Task instructions
Everything from the line containing "of the fence" to the last line of the records must be returned verbatim; nothing else belongs in the output.

************

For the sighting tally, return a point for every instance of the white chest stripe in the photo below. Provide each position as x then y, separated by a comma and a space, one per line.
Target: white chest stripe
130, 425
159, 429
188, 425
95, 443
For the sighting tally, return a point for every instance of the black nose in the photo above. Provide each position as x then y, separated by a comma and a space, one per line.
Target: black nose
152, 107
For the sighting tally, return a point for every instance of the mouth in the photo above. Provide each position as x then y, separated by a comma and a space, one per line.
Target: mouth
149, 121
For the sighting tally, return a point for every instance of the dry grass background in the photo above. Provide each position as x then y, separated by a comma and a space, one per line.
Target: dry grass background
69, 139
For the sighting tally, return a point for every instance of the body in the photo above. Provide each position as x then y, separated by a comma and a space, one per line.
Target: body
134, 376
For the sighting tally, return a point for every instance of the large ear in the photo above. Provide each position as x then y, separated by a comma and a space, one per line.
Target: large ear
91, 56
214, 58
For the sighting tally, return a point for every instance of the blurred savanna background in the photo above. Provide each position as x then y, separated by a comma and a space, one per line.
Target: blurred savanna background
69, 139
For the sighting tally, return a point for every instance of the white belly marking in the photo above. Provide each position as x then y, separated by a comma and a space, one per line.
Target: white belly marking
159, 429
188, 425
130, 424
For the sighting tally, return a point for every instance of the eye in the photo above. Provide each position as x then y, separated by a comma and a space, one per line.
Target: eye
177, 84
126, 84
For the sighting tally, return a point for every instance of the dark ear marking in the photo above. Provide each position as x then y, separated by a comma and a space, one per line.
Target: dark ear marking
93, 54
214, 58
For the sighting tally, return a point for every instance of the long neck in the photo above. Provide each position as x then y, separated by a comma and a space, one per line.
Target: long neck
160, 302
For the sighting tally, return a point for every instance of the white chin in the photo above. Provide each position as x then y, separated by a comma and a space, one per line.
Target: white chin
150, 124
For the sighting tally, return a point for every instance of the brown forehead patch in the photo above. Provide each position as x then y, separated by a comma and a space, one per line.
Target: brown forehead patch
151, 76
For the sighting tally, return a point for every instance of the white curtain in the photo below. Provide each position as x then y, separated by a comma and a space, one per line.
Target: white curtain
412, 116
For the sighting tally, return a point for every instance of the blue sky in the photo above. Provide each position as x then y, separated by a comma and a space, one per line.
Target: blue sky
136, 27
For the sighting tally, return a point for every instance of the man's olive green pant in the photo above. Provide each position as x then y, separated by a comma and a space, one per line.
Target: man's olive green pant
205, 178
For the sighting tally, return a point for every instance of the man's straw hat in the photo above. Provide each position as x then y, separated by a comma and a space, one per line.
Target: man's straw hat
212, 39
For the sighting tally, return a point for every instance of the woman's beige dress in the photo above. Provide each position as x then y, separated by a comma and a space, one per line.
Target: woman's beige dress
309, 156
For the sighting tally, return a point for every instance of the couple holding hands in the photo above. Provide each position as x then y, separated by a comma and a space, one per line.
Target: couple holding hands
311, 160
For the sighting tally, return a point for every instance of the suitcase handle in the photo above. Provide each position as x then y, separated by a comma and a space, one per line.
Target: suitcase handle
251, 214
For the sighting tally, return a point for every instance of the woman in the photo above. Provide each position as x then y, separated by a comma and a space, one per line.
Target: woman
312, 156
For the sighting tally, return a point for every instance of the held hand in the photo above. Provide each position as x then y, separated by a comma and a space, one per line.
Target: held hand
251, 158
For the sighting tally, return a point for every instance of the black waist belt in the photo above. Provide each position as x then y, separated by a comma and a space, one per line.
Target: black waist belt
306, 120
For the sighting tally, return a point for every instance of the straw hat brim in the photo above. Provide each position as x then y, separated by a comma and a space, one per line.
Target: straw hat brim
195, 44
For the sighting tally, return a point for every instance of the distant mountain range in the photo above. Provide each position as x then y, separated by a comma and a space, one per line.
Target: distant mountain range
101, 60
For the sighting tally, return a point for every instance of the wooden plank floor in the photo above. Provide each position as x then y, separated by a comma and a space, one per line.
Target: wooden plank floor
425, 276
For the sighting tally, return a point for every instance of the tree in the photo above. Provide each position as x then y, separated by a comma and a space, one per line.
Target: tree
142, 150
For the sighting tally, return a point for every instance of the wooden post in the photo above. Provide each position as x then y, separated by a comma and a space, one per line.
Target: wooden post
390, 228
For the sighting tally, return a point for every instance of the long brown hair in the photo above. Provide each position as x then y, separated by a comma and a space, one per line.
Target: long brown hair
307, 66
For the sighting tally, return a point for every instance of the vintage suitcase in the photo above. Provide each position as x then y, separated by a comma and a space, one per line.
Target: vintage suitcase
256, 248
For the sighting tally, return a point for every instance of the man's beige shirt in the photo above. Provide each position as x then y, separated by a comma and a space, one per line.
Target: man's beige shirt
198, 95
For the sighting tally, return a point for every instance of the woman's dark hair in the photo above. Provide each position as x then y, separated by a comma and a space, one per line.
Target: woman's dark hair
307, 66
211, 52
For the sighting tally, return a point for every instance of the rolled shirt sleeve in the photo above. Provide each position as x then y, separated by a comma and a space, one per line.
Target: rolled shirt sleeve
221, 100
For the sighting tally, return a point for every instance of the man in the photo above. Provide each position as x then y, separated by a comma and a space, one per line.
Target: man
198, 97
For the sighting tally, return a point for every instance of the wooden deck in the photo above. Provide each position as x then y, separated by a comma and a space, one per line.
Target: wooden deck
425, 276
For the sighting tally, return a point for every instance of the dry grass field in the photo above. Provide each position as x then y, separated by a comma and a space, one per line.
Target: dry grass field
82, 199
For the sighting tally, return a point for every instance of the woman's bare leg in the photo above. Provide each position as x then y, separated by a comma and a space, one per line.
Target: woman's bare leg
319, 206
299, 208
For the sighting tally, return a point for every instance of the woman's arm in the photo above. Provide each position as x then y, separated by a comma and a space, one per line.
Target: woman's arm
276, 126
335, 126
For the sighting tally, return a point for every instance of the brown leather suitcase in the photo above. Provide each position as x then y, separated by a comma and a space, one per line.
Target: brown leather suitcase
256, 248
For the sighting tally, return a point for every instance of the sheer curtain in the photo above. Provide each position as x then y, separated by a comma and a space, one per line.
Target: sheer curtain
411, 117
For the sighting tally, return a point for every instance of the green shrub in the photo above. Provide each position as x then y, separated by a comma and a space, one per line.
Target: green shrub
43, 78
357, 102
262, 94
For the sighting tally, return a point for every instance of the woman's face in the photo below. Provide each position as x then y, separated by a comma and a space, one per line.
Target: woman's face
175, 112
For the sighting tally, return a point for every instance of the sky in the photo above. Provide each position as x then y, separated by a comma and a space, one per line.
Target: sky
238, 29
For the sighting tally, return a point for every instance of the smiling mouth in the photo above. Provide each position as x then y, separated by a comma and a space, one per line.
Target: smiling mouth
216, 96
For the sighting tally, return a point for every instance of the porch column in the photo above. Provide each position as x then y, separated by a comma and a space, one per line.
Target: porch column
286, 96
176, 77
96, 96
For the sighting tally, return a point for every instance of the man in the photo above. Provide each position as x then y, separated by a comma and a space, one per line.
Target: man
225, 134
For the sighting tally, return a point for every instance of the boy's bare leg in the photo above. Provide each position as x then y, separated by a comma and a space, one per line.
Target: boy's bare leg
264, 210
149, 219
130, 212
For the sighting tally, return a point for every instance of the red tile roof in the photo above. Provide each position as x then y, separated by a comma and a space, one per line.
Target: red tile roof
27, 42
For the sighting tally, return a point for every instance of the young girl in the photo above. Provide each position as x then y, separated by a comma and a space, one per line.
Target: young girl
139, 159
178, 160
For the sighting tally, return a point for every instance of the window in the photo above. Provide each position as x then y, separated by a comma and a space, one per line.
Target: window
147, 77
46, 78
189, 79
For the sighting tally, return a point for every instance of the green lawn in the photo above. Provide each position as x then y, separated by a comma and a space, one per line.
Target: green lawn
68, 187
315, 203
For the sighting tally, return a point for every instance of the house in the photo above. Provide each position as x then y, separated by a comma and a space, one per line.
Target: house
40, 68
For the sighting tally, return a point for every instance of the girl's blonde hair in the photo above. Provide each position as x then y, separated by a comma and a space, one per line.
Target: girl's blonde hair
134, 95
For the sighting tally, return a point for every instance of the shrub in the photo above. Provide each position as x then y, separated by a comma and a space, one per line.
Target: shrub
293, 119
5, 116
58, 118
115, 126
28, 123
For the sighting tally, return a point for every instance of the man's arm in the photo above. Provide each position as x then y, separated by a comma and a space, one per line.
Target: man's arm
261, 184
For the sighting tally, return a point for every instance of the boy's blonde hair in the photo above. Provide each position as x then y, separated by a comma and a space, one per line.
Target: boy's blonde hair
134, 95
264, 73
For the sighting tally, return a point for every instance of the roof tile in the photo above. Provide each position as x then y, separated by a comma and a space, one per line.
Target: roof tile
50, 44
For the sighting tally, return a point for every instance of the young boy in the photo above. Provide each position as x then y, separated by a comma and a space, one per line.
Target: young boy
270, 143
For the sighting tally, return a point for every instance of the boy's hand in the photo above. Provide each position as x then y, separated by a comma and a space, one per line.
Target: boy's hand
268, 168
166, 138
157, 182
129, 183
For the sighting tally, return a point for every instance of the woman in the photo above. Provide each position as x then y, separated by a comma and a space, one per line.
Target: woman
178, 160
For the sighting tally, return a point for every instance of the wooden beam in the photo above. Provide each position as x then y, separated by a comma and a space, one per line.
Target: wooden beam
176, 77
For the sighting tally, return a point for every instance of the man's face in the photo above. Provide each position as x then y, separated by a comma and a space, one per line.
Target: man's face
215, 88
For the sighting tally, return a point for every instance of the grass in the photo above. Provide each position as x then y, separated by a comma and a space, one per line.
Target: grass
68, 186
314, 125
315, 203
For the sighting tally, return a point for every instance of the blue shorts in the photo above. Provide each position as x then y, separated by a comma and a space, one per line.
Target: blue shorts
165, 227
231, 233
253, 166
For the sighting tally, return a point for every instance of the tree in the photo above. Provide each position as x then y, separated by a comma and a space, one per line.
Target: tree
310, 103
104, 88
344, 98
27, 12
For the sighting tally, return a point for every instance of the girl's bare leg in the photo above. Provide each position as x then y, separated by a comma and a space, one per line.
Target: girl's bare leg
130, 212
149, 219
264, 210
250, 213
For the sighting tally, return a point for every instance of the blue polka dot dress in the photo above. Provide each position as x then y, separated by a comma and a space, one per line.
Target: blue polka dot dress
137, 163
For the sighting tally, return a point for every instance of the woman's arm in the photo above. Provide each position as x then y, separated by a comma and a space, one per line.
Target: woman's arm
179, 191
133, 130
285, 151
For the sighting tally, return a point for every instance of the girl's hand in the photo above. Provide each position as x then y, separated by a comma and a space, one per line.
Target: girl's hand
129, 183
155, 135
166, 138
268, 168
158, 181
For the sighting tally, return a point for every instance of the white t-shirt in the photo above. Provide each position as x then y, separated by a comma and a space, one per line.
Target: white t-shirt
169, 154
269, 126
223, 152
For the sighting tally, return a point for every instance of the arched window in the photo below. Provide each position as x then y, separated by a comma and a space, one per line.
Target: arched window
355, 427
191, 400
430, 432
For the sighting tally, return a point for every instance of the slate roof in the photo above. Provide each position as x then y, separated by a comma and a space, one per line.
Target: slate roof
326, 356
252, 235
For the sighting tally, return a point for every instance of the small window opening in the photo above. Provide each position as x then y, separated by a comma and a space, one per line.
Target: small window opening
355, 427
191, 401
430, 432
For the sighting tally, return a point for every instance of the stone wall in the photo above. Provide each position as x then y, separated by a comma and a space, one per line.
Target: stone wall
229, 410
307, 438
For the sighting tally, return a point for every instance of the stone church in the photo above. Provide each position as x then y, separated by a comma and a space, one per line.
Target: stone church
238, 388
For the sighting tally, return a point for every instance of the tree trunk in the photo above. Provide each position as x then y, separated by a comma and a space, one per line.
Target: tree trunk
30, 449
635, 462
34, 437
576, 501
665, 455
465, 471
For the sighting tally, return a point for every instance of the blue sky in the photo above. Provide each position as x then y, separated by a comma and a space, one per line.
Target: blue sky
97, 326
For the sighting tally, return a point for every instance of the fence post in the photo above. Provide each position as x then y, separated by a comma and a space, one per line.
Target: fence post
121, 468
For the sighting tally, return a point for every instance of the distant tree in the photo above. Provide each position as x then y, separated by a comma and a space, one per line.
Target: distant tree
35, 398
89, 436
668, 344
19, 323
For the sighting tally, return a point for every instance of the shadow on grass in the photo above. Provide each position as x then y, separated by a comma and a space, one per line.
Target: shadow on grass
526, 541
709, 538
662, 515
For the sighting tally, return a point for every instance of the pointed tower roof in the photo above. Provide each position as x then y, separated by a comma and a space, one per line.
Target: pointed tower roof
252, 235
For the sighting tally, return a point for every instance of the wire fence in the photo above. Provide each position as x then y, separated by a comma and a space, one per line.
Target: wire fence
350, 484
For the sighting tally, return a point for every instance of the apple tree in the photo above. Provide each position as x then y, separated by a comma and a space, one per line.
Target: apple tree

************

Solution for this exercise
For the sighting tally, return a point for every instance of the fence post in the photo above. Provide each position as x then y, separated by a comma and a space, one per line.
Target: fence post
121, 468
For the sighting tally, return a point for every instance of the distant tree in the photo above. Provide each position as x then y, separated by a comma and a space, one per line.
Target: distant tree
35, 398
89, 436
668, 344
19, 323
For the sighting tally, return a point for every instance of the shadow on grass in the photo above. Provide each position as x then y, separated by a comma and a space, one per line.
Target: shadow on grass
526, 541
709, 538
662, 515
For the sighting tally, return a point for every instance of the pointed tower roof in the photo above. Provide each position as x then y, separated by a comma and a space, one per line.
Target: pointed tower roof
252, 235
For the sighting tally, return a point for every instance of the wire fence in the photo above. Provide each position as x then y, separated by a comma and a space, one per line.
Target: wire fence
350, 484
For the sighting tally, return a point for every instance of the apple tree in the photo above. Provide each position as x then y, separated by a comma and a space, one per line.
Target: apple tree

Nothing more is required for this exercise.